▶ [AIM OF THE TASK]: If a line comes after the one containing "Objective — one marker per instance of the tree trunk", leave it out; copy every line before it, and that line too, exactly as written, starting from the first line of the entries.
══ RECORDS SHOWN ══
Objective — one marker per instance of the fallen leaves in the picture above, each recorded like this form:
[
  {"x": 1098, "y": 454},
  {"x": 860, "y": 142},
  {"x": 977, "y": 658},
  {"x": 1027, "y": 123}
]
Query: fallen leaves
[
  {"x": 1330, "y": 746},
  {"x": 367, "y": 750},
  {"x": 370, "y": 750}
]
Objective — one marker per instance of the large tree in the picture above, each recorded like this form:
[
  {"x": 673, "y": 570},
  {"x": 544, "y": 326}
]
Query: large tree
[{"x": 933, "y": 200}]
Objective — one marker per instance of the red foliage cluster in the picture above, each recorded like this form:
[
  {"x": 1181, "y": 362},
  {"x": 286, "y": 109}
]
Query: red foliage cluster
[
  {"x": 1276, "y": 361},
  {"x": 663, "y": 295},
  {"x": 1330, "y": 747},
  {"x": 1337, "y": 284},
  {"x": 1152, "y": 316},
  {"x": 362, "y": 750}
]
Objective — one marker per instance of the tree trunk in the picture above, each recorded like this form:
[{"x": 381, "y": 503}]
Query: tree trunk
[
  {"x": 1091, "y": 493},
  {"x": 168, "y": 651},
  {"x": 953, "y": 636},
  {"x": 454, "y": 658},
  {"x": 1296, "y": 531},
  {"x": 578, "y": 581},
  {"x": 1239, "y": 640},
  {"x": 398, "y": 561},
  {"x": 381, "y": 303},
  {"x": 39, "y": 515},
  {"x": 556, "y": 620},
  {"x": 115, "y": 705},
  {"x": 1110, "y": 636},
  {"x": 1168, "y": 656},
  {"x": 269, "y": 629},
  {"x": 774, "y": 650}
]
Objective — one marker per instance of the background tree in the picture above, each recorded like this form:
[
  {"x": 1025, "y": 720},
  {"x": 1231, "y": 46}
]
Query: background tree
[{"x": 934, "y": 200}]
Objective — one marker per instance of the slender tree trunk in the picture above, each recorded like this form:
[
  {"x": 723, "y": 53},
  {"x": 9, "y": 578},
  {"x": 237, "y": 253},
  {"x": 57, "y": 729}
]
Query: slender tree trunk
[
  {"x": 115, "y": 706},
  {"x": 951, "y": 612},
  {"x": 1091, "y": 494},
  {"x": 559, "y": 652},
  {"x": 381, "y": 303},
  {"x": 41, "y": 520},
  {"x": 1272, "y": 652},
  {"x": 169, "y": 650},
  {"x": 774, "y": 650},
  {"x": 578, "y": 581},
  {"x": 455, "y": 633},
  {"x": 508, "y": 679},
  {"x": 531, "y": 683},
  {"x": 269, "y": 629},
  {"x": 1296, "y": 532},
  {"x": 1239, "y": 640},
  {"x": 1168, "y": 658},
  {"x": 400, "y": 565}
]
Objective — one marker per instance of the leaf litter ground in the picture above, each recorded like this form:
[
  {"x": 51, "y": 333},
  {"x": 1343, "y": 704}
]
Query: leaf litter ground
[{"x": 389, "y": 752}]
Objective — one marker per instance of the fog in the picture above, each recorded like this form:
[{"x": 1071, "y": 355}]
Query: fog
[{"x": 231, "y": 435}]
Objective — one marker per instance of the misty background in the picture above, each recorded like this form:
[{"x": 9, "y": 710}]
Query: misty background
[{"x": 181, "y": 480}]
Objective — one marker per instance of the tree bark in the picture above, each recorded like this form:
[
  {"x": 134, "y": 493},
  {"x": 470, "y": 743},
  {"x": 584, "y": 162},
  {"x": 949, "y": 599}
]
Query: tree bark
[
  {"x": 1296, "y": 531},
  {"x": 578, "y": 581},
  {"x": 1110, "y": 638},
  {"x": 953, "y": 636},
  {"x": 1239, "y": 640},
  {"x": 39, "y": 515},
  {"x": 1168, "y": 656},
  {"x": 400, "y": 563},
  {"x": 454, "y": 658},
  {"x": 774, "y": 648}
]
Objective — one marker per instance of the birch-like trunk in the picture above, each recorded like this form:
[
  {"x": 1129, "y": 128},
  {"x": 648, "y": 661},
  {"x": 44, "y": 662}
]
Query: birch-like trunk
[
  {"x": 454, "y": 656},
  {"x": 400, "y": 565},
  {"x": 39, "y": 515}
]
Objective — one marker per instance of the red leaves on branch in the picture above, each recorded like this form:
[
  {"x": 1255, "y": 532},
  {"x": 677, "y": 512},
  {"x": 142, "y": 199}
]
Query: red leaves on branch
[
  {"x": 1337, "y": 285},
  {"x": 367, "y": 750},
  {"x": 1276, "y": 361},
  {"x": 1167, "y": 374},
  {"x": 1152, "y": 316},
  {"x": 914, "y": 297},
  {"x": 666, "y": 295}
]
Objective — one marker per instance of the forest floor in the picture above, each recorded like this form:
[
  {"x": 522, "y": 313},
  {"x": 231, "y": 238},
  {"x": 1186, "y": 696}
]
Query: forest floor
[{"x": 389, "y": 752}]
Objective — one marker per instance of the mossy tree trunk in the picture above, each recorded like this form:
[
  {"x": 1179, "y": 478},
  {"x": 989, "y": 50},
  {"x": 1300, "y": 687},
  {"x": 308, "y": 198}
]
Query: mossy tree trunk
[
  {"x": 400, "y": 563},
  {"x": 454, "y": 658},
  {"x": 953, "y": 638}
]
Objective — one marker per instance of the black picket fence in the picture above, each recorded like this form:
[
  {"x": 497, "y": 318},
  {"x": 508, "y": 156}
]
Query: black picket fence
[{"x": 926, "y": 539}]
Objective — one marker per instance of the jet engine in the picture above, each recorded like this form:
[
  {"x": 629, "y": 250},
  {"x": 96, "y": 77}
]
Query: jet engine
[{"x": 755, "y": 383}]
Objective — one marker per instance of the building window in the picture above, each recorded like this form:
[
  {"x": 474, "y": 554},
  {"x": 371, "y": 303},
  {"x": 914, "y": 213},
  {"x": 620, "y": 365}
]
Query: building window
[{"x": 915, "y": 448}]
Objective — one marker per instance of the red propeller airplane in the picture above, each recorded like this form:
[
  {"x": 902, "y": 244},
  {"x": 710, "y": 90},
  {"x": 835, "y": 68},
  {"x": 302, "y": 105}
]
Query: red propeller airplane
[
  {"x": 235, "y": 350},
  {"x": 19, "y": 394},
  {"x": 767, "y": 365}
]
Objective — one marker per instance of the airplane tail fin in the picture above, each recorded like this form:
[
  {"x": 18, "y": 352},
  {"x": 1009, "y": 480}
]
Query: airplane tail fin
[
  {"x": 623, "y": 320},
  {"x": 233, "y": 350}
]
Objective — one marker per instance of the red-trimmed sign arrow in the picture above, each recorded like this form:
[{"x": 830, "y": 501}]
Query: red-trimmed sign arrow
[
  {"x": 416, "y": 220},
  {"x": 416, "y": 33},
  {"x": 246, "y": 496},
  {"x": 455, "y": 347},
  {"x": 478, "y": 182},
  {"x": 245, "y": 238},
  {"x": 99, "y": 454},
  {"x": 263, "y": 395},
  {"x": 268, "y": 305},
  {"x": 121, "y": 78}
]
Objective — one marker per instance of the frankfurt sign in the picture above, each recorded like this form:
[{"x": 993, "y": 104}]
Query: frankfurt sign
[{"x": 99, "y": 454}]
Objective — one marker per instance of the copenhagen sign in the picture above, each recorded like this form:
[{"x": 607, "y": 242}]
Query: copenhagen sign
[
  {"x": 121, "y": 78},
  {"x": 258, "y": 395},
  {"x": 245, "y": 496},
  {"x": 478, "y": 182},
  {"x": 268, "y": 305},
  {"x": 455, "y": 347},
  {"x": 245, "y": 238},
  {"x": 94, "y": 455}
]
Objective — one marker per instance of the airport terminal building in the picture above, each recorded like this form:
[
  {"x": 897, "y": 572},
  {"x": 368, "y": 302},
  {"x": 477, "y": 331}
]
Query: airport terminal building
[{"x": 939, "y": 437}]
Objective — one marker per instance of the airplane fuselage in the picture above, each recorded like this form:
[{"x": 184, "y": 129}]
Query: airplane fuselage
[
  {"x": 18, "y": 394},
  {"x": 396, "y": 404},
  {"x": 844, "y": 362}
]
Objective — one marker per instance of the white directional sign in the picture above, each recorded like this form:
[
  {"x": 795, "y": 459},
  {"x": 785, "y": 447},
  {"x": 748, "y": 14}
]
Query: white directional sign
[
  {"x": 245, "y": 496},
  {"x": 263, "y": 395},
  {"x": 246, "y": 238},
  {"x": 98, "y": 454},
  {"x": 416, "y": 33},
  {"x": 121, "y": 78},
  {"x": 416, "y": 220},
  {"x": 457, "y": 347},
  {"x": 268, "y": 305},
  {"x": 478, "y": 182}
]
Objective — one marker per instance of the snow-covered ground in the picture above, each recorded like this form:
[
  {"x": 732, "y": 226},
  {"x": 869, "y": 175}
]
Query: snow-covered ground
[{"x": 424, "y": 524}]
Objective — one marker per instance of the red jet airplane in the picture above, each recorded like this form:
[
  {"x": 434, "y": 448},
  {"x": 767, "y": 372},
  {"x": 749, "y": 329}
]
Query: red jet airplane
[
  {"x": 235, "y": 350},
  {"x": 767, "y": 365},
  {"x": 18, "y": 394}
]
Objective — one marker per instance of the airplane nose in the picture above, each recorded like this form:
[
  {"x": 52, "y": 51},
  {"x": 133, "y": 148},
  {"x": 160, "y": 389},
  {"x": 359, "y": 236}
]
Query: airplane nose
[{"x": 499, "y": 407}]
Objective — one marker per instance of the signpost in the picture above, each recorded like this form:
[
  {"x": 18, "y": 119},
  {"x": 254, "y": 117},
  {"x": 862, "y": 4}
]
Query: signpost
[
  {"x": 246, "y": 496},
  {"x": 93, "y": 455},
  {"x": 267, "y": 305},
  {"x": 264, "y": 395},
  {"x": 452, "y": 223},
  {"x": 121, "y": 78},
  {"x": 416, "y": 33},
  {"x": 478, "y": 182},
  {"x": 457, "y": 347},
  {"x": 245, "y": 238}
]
═══
▶ [PROBLEM SOLUTION]:
Objective — one marker per instance of the fallen leaves in the picture above, each recorded like this form:
[
  {"x": 1098, "y": 454},
  {"x": 860, "y": 142},
  {"x": 977, "y": 658},
  {"x": 1027, "y": 123}
]
Query: fallen leaves
[
  {"x": 1330, "y": 746},
  {"x": 367, "y": 750},
  {"x": 370, "y": 750}
]
Objective — one marker per instance of the large tree in the picture above, each recorded like this form:
[
  {"x": 673, "y": 570},
  {"x": 544, "y": 326}
]
Query: large tree
[{"x": 933, "y": 200}]
Objective — one marker per instance of the red foliage cluster in the picture above, each recorded like this form:
[
  {"x": 1181, "y": 362},
  {"x": 286, "y": 109}
]
Query: red foliage cluster
[
  {"x": 1276, "y": 361},
  {"x": 663, "y": 295},
  {"x": 1330, "y": 747},
  {"x": 1337, "y": 284},
  {"x": 1152, "y": 316},
  {"x": 362, "y": 750}
]
Objective — one marker per instance of the tree trunk in the picture above, each recorded like this form:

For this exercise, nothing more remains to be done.